• Problem details: Continue the following text on hurley making in Ireland, beginning after its final sentence.

• Supplied text:
The sport of hurling has been an integral part of Irish culture and identity for generations, from the mythical tales of Cú Chulainn to the modern day All Ireland Finals in Croke Park. The hurley has been the sole symbol of the sport, and continues to be made from its traditional, natural material – ash timber.
The craft of hurley making is essentially a cottage industry, kept alive by a scattered group of dedicated hurley makers around the country. Yet in recent times, it has come under increasing pressure from a number of adverse influences. I visited five hurley makers in the Munster region as part of my research, where they voiced their concerns.
Ash dieback disease has destroyed many ash crops in Ireland, with hurley makers subsequently suffering. As a result, new industries have begun experimenting with different types of materials, such as plastic and graphite, to produce innovative models. Even though this development is challenging the traditional method of hurley making, hurley makers are still unwilling to co-operate with each other for the survival of the industry. Each craftsman is trying to protect his own income.
RESPONSE & SITE
My response to this was to provide a flexible, community based workshop facility in my area of study for the year, Sunday’s Well in Cork city. This parish is steeped in hurling tradition, with the local hurling clubs St. Vincents and Na Piarsaigh symbolizing the heart of the community. The workshop would cater for hurley makers to teach their craft to the general public and offer apprenticeships to safeguard the future of ash hurley making. The facility would also incorporate a fabrication lab, equipped with the latest technological equipment such as 3D printers and laser cutters, for both the community and hurley makers alike to experiment with new methods and materials to make various objects, even hurleys. The future of hurley making may lie in a combination of both natural ash and synthetic materials.

• Records shown:
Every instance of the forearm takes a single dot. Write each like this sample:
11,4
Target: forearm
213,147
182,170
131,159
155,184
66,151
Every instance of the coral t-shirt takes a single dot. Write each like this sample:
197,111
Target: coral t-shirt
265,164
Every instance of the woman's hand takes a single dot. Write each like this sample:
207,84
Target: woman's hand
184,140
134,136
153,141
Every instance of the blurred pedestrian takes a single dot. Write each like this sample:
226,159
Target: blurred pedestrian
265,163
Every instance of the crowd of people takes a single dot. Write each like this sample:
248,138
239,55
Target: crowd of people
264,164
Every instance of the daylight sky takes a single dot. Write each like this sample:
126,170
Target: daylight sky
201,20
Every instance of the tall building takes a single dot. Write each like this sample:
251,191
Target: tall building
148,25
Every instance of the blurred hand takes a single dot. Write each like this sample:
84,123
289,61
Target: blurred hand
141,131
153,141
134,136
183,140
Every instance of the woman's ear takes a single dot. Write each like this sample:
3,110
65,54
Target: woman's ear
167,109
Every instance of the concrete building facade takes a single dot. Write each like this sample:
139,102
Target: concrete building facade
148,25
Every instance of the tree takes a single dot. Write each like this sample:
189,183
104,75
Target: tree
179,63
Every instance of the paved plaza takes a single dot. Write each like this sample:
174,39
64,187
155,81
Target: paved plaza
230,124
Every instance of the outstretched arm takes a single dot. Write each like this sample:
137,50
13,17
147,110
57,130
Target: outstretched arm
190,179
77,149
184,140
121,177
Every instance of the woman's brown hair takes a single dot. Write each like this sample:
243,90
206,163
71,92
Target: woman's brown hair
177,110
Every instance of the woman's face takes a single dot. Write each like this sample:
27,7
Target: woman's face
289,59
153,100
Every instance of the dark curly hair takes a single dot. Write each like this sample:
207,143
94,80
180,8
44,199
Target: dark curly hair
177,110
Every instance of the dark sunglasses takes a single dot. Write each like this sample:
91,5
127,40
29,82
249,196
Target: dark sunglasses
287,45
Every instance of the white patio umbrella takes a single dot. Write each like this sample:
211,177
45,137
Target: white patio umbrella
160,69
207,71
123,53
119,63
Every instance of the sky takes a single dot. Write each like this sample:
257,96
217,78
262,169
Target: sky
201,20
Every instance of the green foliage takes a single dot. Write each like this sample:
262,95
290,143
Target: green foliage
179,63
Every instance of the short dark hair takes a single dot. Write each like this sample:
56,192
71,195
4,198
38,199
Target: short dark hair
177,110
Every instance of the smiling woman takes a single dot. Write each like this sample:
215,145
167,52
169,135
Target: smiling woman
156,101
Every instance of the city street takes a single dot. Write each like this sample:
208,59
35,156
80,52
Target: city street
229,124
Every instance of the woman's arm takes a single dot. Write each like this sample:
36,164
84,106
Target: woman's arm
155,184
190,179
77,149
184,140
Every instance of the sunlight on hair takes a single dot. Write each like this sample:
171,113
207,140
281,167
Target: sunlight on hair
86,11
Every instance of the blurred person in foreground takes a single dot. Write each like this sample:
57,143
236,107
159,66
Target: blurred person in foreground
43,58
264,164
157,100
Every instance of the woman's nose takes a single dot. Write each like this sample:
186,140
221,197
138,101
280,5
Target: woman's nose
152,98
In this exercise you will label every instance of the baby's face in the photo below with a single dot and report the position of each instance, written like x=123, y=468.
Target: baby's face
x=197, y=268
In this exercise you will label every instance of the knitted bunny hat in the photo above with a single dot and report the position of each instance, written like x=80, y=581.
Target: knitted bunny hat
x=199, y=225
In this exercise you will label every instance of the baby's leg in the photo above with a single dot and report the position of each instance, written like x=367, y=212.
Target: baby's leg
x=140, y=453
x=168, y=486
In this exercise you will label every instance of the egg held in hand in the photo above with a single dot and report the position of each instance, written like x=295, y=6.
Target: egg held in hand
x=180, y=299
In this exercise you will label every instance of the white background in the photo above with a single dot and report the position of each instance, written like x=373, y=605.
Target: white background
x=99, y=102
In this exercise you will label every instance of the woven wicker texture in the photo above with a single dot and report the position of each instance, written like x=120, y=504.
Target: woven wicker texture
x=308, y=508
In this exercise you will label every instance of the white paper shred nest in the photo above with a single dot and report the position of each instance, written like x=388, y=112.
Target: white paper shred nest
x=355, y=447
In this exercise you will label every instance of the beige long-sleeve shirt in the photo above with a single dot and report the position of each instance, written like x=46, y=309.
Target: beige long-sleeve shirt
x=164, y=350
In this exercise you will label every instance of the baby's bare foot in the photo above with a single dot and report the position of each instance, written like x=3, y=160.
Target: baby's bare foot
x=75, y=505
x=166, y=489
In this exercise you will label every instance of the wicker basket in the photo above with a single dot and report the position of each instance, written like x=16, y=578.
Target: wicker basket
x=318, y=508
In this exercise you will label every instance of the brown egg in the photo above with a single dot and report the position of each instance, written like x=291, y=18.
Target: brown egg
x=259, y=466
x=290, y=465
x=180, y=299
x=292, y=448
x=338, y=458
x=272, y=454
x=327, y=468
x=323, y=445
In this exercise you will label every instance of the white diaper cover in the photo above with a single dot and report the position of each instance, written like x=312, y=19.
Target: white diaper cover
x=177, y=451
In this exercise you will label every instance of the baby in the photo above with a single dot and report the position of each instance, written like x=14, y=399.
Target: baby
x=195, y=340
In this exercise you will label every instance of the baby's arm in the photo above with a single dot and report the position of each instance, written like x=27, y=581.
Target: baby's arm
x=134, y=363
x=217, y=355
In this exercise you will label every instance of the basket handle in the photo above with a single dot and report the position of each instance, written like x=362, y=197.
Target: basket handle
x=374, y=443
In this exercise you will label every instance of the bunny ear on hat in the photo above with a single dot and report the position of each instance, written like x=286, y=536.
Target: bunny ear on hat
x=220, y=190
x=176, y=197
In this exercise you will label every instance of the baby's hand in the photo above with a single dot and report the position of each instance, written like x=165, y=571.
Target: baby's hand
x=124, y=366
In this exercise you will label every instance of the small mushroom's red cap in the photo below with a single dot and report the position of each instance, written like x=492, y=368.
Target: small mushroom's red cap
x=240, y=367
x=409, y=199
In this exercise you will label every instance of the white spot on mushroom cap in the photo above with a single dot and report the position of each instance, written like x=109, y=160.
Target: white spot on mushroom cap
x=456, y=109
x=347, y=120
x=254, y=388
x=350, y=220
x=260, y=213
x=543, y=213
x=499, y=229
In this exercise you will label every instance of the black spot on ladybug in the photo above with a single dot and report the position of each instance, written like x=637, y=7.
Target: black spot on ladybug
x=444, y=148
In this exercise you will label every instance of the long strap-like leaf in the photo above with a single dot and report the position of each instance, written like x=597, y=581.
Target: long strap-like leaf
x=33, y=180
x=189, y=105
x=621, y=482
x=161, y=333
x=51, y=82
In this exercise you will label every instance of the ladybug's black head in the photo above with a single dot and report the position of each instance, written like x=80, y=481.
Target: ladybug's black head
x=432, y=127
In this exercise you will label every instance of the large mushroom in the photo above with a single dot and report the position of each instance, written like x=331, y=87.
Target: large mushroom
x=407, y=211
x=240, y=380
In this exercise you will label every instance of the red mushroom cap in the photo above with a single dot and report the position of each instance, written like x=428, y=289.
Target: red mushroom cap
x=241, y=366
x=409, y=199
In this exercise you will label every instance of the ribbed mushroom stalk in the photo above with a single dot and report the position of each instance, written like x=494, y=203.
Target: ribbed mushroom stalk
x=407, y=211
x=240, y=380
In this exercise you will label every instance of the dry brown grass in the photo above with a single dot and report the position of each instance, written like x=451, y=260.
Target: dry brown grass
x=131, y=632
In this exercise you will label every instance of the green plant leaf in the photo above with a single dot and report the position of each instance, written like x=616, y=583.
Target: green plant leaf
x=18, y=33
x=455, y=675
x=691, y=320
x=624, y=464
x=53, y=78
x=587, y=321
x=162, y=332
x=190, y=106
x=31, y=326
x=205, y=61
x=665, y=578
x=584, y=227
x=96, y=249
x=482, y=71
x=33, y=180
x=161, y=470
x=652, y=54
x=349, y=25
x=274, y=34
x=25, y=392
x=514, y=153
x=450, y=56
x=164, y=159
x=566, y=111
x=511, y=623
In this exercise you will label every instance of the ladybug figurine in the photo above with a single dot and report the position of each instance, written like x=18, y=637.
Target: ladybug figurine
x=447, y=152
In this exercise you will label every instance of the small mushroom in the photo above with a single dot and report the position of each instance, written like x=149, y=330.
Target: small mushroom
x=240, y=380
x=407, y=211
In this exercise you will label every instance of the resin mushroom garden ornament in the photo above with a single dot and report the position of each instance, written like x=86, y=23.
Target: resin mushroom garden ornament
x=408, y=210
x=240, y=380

• Answer for the task:
Exhibition spaces, ancillary rooms facilitating the craft process and an outdoor hurling ball alley are also provided to encourage communal activity, through making hurleys and actually learning the skills of the game. The vision is that this typology may be recreated in many parts of the country.
The building is also designed with flexibility in mind, where the program may change over time to suit the communities needs. Indeed, the building is a metaphor for the craft itself – adaptability is key for its survival.
STRUCTURE & MATERIALITY
The building is designed as two interlocking components – the solid cast in situ concrete wings housing the ancillary and service areas anchor the flexible exhibition and workshop spaces to the retaining wall of the site. It is essentially like a dumbbell, with two heavy weights either side of a long hollow handle giving the building its form.
The “handle” uses a glulam structure to wrap around and enclose the workshop and exhibition spaces, freeing the interior from structural obstacles. The bending glulam laminates also mimic the flexible grain of the ash hurley, which is a distinctive characteristic of the object.
Weathered corten steel cladding evokes a sense of timelessness and defiance in the building, while it also suggests an industrious aspect of the buildings programme.